# Requirements
Your task is to copy the material exactly.

# Data
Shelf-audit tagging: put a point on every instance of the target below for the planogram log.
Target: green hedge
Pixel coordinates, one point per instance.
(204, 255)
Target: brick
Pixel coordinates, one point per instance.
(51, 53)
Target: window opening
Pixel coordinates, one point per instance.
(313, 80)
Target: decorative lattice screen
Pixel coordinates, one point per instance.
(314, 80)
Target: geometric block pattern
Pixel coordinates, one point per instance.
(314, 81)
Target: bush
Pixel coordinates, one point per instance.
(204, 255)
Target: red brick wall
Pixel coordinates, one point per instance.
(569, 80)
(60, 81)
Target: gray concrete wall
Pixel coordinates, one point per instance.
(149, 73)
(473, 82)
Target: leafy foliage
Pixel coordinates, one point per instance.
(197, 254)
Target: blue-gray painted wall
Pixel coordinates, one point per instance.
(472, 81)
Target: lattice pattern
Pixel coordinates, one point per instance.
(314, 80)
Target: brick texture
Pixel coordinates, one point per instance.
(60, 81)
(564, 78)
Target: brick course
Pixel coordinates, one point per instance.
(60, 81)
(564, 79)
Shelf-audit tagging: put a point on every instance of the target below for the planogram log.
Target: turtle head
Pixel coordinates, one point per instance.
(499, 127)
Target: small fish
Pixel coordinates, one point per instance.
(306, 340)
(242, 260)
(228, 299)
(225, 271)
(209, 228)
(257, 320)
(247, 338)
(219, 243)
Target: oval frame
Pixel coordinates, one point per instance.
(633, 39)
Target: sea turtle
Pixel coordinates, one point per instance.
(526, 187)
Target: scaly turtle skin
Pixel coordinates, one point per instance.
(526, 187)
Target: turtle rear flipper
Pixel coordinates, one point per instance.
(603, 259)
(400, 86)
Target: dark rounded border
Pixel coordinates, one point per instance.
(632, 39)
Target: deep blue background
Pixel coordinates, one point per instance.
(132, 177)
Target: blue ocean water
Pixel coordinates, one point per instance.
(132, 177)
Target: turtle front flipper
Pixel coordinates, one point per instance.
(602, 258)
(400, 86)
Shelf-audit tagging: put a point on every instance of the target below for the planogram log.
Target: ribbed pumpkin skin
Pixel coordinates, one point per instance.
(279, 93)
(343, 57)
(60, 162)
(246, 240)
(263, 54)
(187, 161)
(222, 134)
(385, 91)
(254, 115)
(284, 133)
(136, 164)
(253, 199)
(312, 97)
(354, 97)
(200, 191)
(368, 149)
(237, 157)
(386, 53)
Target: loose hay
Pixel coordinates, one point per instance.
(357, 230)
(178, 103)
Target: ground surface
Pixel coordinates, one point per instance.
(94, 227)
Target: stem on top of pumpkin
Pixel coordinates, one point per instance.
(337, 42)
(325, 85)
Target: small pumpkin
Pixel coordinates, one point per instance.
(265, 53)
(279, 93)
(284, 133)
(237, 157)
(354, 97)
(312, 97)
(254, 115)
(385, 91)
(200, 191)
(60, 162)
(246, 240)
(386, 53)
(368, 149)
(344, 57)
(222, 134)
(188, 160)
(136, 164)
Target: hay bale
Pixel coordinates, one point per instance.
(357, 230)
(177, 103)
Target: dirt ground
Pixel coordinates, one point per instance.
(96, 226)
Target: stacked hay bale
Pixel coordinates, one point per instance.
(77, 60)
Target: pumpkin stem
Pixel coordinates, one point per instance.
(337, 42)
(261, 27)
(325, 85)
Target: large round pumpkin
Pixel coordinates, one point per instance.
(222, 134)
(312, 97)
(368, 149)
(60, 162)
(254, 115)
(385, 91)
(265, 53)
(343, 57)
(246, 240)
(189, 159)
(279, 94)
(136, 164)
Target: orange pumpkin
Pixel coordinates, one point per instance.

# Reply
Shelf-audit tagging: put a point on every instance of the target below for the planogram log.
Target: green hedge
Pixel coordinates, one point per instance.
(204, 255)
Target: brick
Pixel coordinates, one point per instance.
(51, 53)
Target: window opening
Pixel coordinates, one point per instance.
(313, 80)
Target: decorative lattice screen
Pixel coordinates, one point per instance.
(314, 80)
Target: geometric block pattern
Pixel coordinates, one point per instance.
(314, 81)
Target: bush
Pixel coordinates, one point per instance.
(204, 255)
Target: red brick wall
Pixel coordinates, one point per instance.
(569, 80)
(60, 81)
Target: gray concrete wall
Pixel coordinates, one point per instance.
(149, 73)
(473, 82)
Target: leafy foliage
Pixel coordinates, one point per instance.
(197, 254)
Target: blue-gray painted wall
Pixel coordinates, one point per instance.
(472, 81)
Target: lattice pattern
Pixel coordinates, one point per instance.
(314, 80)
Target: brick texture
Pixel coordinates, one point per instance.
(60, 81)
(564, 78)
Target: brick course
Pixel coordinates, one point per instance.
(60, 81)
(564, 79)
Shelf-audit tagging: put a point on every instance of the target below for the planogram log.
Target: turtle head
Pixel coordinates, one point per instance.
(499, 127)
Target: small fish
Pixel coordinates, one point per instance.
(306, 340)
(242, 260)
(228, 299)
(225, 271)
(209, 228)
(257, 320)
(247, 338)
(219, 243)
Target: oval frame
Pixel coordinates, one point per instance.
(633, 39)
Target: sea turtle
Pixel coordinates, one point per instance.
(526, 187)
Target: scaly turtle skin
Pixel coordinates, one point per instance.
(526, 187)
Target: turtle rear flipper
Pixel coordinates, one point per instance.
(603, 259)
(400, 86)
Target: dark rounded border
Pixel coordinates, one point per instance.
(632, 39)
Target: deep blue background
Pixel coordinates, one point per instance.
(132, 177)
Target: blue ocean water
Pixel coordinates, one point per instance.
(132, 177)
Target: turtle front flipper
Pixel coordinates, one point per instance.
(602, 258)
(400, 86)
Shelf-audit tagging: put a point on every instance of the target below for the planogram log.
Target: ribbed pumpkin skin
Pixel coordinates, one point per instance.
(279, 93)
(343, 57)
(60, 162)
(246, 240)
(263, 54)
(187, 161)
(222, 134)
(385, 91)
(254, 115)
(284, 133)
(136, 164)
(253, 199)
(312, 97)
(354, 97)
(200, 191)
(368, 149)
(237, 157)
(386, 53)
Target: loose hay
Pixel coordinates, one point per instance.
(357, 230)
(178, 103)
Target: ground surface
Pixel coordinates, one point per instance.
(94, 227)
Target: stem on top of pumpkin
Pixel coordinates, one point per instance.
(337, 42)
(325, 85)
Target: small pumpkin
Pixel coordinates, one point per instance.
(265, 53)
(279, 93)
(284, 133)
(237, 157)
(354, 97)
(312, 97)
(254, 115)
(385, 91)
(200, 191)
(60, 162)
(246, 240)
(386, 53)
(368, 149)
(344, 57)
(222, 134)
(188, 160)
(136, 164)
Target: hay bale
Pixel coordinates, one point per instance.
(357, 230)
(177, 103)
Target: dirt ground
Pixel coordinates, one point per instance.
(96, 226)
Target: stacked hay bale
Pixel coordinates, one point per instance.
(77, 60)
Target: pumpkin stem
Pixel coordinates, one point per instance.
(337, 42)
(261, 27)
(325, 85)
Target: large round pumpkin
Pixel coordinates, one point per instance.
(222, 134)
(312, 97)
(368, 149)
(60, 162)
(254, 115)
(385, 91)
(265, 53)
(343, 57)
(246, 240)
(189, 159)
(279, 94)
(136, 164)
Target: orange pumpkin
Pixel coordinates, one point per instance.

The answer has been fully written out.